TEXTO DE LEITURA:
__________________________________________________

Edição 220 09 de setembro de 2008
O livro Textos de discussão em Geopolítica e Gestão Ambiental de petróleo propõe um estudo da indústria petrolífera no atual cenário mundial. O tema é relacionado às preocupações ambientais, cada vez mais presentes nas empresas do setor, que espontaneamente vêm demonstrando uma tendência a adotar práticas sustentáveis.
A obra também busca refletir, entre outros assuntos, o porquê de os preços do petróleo estarem tão elevados e, ao mesmo tempo, tão desconectados dos seus custos de produção. Será culpa do refino? Do mercado chinês? Será pelo fato de que o petróleo irá mesmo acabar? Será talvez uma conseqüência da tal política ambiental nas empresas, que têm a possibilidade de gerar um diferencial no mercado através da reputação de “ambientalmente correta”? Mais ainda, será que o custo ambiental da exploração do recurso acaba sendo antecipado em seus preços?
A fim de discutir e tornar mais claros questionamentos como estes, o Olhar Virtual conversou com os organizadores da publicação – os professores Alexandre Szklo e Alessandra Magrini, do Programa de Planejamento Energético (PPE) da Coppe. O livro partiu da seleção e reunião de alguns trabalhos de diversos autores realizados nas disciplinas ministradas no curso de Doutorado do PPE-Coppe.
Olhar Virtual: Qual a origem e a temática dos artigos reunidos no livro?
Alexandre: Este livro deriva de estudos realizados ao longo de duas disciplinas de Doutorado, oferecidas no curso de Planejamento Energético da Coppe, chamadas “Mercado Internacional de Petróleo e sua Geopolítica” (ministrada por Alexandre) e “Gestão Ambiental da Indústria do Petróleo” (ministrada por Alessandra). A obra é composta, basicamente, por duas grandes partes, equivalentes ao que é tratado em cada uma dessas disciplinas. Ambas visam analisar as decisões implementadas pela indústria do petróleo, desde a perspectiva de mercado, da tecnologia e da energia até o viés ambiental.
Olhar Virtual: São abordados temas bastante abrangentes: a atual situação do petróleo no mundo, a questão ambiental e novas fontes de energia, entre outros. Como os assuntos foram organizados?

__________________________________________________

DADOS REGISTRADOS:
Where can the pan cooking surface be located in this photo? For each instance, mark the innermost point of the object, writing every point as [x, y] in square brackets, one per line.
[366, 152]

__________________________________________________

INSTRUÇÕES DA TAREFA: Extraia do texto sobre o livro de geopolítica do petróleo, sem nenhuma alteração, o trecho que se inicia pelas palavras "Edição 220 09" e se encerra em "adotar práticas sustentáveis.".

SOLUÇÃO DA TAREFA:
Edição 220 09 de setembro de 2008
O livro Textos de discussão em Geopolítica e Gestão Ambiental de petróleo propõe um estudo da indústria petrolífera no atual cenário mundial. O tema é relacionado às preocupações ambientais, cada vez mais presentes nas empresas do setor, que espontaneamente vêm demonstrando uma tendência a adotar práticas sustentáveis.